_Short exercise:_ Can you retype the entries below, starting at the line that contains "Mark one point per instance of the dense" and ending at the final line of the entries, with both of those lines included?

-- Supplied entries start --

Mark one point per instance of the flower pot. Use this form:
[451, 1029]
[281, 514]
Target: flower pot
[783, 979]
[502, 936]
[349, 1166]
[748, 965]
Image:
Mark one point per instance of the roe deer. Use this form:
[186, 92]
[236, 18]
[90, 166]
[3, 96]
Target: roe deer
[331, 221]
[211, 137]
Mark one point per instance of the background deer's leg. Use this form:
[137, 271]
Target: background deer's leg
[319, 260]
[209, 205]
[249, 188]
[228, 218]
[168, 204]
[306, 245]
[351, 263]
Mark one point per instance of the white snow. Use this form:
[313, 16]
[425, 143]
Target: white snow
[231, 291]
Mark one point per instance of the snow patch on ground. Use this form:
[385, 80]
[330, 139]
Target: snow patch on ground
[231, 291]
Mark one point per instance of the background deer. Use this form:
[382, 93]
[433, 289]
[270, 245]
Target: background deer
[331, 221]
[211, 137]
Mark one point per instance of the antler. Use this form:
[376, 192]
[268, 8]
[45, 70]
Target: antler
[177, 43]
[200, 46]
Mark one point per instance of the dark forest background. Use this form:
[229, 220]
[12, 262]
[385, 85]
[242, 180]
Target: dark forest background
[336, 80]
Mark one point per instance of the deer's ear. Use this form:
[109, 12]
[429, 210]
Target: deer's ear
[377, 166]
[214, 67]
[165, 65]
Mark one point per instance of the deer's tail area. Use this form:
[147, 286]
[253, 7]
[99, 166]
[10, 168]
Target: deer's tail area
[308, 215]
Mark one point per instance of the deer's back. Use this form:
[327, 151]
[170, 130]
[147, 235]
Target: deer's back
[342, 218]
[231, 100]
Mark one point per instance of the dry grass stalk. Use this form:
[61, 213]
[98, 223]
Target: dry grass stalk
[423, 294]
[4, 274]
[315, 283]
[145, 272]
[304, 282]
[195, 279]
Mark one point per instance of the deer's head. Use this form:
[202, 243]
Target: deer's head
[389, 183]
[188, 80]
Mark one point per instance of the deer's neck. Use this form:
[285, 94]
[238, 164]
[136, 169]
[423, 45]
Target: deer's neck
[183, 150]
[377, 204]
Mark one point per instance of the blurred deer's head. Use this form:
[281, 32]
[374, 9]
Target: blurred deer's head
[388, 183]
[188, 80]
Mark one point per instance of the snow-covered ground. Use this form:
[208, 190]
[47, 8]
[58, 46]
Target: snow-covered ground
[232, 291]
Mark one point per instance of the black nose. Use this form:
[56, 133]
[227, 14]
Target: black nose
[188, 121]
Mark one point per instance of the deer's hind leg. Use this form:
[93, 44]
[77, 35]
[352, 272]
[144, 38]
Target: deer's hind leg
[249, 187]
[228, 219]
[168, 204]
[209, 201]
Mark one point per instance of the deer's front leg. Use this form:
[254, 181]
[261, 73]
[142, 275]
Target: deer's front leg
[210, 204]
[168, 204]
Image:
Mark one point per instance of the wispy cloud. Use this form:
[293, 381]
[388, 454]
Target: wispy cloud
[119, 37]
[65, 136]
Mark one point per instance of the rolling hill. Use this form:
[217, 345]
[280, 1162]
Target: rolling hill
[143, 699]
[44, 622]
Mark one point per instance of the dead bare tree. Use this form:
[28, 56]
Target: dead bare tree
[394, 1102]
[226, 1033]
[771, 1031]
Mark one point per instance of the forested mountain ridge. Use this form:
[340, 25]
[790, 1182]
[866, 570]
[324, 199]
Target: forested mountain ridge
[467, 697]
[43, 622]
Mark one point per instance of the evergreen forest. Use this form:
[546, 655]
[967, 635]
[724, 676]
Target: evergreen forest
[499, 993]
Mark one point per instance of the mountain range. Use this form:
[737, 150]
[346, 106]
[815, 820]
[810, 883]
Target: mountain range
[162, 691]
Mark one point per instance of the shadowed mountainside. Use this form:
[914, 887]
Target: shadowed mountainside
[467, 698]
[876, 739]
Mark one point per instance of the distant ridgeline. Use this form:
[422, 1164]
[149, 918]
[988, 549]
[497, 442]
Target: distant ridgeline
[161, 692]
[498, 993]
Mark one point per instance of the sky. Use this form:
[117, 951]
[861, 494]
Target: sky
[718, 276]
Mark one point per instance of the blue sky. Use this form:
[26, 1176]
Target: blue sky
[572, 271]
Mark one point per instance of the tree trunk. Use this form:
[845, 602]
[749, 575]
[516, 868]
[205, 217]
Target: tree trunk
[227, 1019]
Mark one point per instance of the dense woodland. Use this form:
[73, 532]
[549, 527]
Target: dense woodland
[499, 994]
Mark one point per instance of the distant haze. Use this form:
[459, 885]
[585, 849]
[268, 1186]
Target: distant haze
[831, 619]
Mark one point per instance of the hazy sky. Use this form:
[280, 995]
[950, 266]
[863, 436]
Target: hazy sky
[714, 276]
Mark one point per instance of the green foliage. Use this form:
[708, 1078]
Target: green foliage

-- Supplied entries end --

_Completed task:_
Mark one point per instance of the dense woodland. Use this form:
[73, 532]
[549, 527]
Target: dense woodland
[499, 994]
Mark one point per instance of the distant haze. Use this form:
[459, 885]
[585, 849]
[268, 1186]
Target: distant haze
[831, 619]
Mark one point per instance of the hazy sky. Use this form:
[280, 995]
[950, 266]
[863, 436]
Target: hazy sky
[714, 276]
Mark one point per instance of the green foliage. Use this form:
[708, 1078]
Target: green foliage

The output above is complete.